[Material on locating named things]

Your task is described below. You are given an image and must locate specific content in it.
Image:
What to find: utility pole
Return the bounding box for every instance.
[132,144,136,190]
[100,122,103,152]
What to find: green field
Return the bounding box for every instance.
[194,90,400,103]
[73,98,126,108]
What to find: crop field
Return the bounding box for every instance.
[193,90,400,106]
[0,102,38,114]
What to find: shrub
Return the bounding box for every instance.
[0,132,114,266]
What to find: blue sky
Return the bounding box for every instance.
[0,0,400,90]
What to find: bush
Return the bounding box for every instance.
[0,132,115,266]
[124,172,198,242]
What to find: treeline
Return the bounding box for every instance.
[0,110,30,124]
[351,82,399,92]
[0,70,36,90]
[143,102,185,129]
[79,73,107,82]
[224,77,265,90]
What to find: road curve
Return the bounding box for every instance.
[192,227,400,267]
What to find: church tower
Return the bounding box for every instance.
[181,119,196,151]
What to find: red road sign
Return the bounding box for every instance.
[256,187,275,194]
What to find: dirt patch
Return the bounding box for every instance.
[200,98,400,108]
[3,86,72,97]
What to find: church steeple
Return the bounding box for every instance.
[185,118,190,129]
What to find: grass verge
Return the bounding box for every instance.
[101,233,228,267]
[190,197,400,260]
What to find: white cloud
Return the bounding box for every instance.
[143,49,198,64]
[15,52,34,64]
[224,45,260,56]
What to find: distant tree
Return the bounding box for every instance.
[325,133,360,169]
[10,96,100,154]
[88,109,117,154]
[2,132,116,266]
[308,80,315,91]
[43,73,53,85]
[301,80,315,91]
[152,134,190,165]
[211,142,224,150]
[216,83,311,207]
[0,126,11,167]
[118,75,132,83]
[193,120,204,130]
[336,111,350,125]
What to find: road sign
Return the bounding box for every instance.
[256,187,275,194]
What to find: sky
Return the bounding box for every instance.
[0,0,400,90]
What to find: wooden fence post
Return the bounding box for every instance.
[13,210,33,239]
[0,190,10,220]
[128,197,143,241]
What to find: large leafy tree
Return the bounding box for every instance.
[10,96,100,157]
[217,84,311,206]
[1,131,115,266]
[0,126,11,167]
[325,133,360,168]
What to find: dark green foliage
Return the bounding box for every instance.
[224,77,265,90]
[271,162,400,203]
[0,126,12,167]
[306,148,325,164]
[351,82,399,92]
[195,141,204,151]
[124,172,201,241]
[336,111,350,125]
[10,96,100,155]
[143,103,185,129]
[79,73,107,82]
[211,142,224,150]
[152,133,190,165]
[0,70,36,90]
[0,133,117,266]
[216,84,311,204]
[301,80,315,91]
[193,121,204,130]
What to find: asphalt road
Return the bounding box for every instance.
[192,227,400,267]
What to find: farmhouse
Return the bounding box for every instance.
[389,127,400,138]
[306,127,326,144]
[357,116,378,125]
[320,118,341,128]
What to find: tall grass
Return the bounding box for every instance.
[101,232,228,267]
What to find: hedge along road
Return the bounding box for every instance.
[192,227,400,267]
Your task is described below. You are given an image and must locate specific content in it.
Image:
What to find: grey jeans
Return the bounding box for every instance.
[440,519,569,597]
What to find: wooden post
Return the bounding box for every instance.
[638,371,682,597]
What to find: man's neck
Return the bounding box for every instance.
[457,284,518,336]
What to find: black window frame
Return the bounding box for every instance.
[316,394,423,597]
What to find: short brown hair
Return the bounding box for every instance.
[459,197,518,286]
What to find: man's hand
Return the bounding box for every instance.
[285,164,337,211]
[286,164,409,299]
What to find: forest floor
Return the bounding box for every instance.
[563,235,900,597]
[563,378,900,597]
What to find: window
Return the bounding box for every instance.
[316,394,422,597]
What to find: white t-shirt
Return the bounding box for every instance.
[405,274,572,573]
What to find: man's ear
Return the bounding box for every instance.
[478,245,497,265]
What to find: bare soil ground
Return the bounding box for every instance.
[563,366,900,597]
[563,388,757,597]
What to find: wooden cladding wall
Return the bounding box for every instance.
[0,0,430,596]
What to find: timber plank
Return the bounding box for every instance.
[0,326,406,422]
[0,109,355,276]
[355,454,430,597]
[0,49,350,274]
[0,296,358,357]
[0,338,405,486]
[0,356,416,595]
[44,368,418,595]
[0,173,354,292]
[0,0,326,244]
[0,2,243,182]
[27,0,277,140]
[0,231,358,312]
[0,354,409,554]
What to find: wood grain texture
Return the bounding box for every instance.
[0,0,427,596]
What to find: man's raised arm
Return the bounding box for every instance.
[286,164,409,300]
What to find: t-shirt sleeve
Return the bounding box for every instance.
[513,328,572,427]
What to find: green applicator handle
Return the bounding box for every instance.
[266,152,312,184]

__Exercise brief__: In all of the material above, substitute "enclosing rectangle" for every occurrence of "bounding box" and leave everything else unchanged.

__Worked solution__:
Your task is described below. You are given an image and must locate specific content in it.
Image:
What to find: utility pole
Return the enclosing rectangle for every instance.
[132,144,136,190]
[100,122,103,152]
What to find: green field
Return the enclosing rectangle for every instance.
[194,90,400,103]
[73,98,126,108]
What to find: crop field
Return the enclosing rectangle for every instance.
[193,90,400,106]
[0,102,38,114]
What to find: shrub
Return the enclosing rectangle for every instance.
[0,132,114,266]
What to find: blue sky
Return the enclosing rectangle for every instance.
[0,0,400,90]
What to find: bush
Return the enclosing rectangle for every instance.
[0,132,115,266]
[124,172,198,242]
What to find: treeline
Return the enclosing rectangle for every instance.
[0,110,30,124]
[351,82,399,92]
[0,70,36,90]
[143,102,185,129]
[79,73,107,82]
[224,77,265,90]
What to find: road curve
Return the enclosing rectangle for every instance.
[192,227,400,267]
What to find: church tower
Return the enclosing rectangle for every instance.
[181,119,196,151]
What to find: red road sign
Return the enclosing rectangle for every instance.
[256,187,275,194]
What to find: dirt patch
Return the enclosing rectangle for every instance.
[200,98,400,108]
[3,86,72,97]
What to find: church steeple
Return the enclosing rectangle for every instance.
[185,118,190,129]
What to find: grass verge
Return the enclosing rectangle for every instance.
[101,233,228,267]
[190,197,400,260]
What to find: white cloud
Return the enclosing rectangle for every instance.
[143,49,198,64]
[15,52,34,64]
[224,45,260,56]
What to find: distant tree
Return the enclosing rectangle for every instance.
[325,133,360,169]
[10,96,100,154]
[88,109,117,154]
[2,132,116,266]
[308,80,315,91]
[43,73,53,85]
[301,80,315,91]
[152,134,190,165]
[211,142,224,150]
[216,83,311,207]
[0,126,11,167]
[118,75,132,83]
[193,120,204,130]
[336,111,350,125]
What to find: road sign
Return the enclosing rectangle for every instance.
[256,187,275,194]
What to find: sky
Return the enclosing rectangle for every instance.
[0,0,400,90]
What to find: wooden fence post
Return the enclosing rectangle for every instance.
[13,210,33,239]
[0,190,10,220]
[128,197,143,241]
What to find: large leafy tree
Return the enclosing rectangle for every instance.
[10,96,100,157]
[217,84,311,206]
[1,131,115,266]
[0,126,11,167]
[325,133,360,168]
What to find: dark green foliage
Return the enclosing rectangle for every instance.
[224,77,265,90]
[271,162,400,203]
[0,126,12,167]
[306,148,325,164]
[351,82,399,92]
[195,141,204,151]
[124,172,201,241]
[336,111,350,125]
[10,96,100,155]
[143,103,185,129]
[79,73,107,82]
[211,142,224,150]
[152,133,190,165]
[0,70,36,90]
[0,133,117,266]
[216,84,311,204]
[301,80,315,91]
[193,121,204,130]
What to find: asphalt road
Return the enclosing rectangle for every instance.
[192,227,400,267]
What to find: farmhouse
Return the enclosing rectangle for every instance.
[389,127,400,138]
[306,127,326,144]
[357,116,378,125]
[320,118,341,128]
What to find: tall grass
Return the enclosing rectangle for every instance.
[101,232,228,267]
What to find: hedge along road
Return the enclosing rectangle for every instance.
[192,227,400,267]
Your task is described below. You are given an image and must locate specific content in it.
Image:
What to find: grey jeans
Return the enclosing rectangle for every instance.
[440,519,569,597]
What to find: wooden post
Return the enclosing rectangle for every instance.
[638,371,682,597]
What to find: man's neck
Return the enclosing rectangle for every instance.
[457,284,518,336]
What to find: black window frame
Return the enclosing rectangle for every instance.
[316,394,423,597]
What to find: short brown hair
Return the enclosing rectangle for every instance.
[459,197,518,286]
What to find: man's hand
Return the enclosing rectangle for every instance.
[285,164,337,211]
[286,164,409,299]
What to find: forest floor
Return the enclosing rectangle for every instance.
[563,235,900,597]
[563,378,900,597]
What to find: window
Return the enclosing rectangle for every instance.
[316,394,422,597]
What to find: white t-shirt
Return the enclosing rectangle for every instance.
[405,274,572,573]
What to find: man's ear
Return the enclosing rectangle for every instance.
[478,245,497,265]
What to find: bare soil ground
Return the enclosing rectangle for every instance.
[563,366,900,597]
[563,388,757,597]
What to find: wooden cladding wall
Return the enclosing rectangle for every instance.
[0,0,430,596]
What to find: timber plank
Return the enclosing rectangle for every instance.
[0,326,406,422]
[0,109,355,276]
[355,454,430,597]
[0,49,350,274]
[0,296,358,357]
[0,338,405,486]
[0,356,416,595]
[44,368,418,595]
[0,173,354,292]
[0,0,326,244]
[0,2,243,182]
[27,0,277,140]
[0,231,358,312]
[0,354,409,554]
What to find: wood grain texture
Return the enclosing rectangle for every instance.
[0,0,427,596]
What to find: man's raised arm
Return the enclosing rectangle for every instance.
[286,164,409,300]
What to find: t-shirt sleeve
Return the enclosing rectangle for every instance.
[513,328,572,427]
What to find: green applicator handle
Return the enclosing rectangle for every instance.
[266,152,312,184]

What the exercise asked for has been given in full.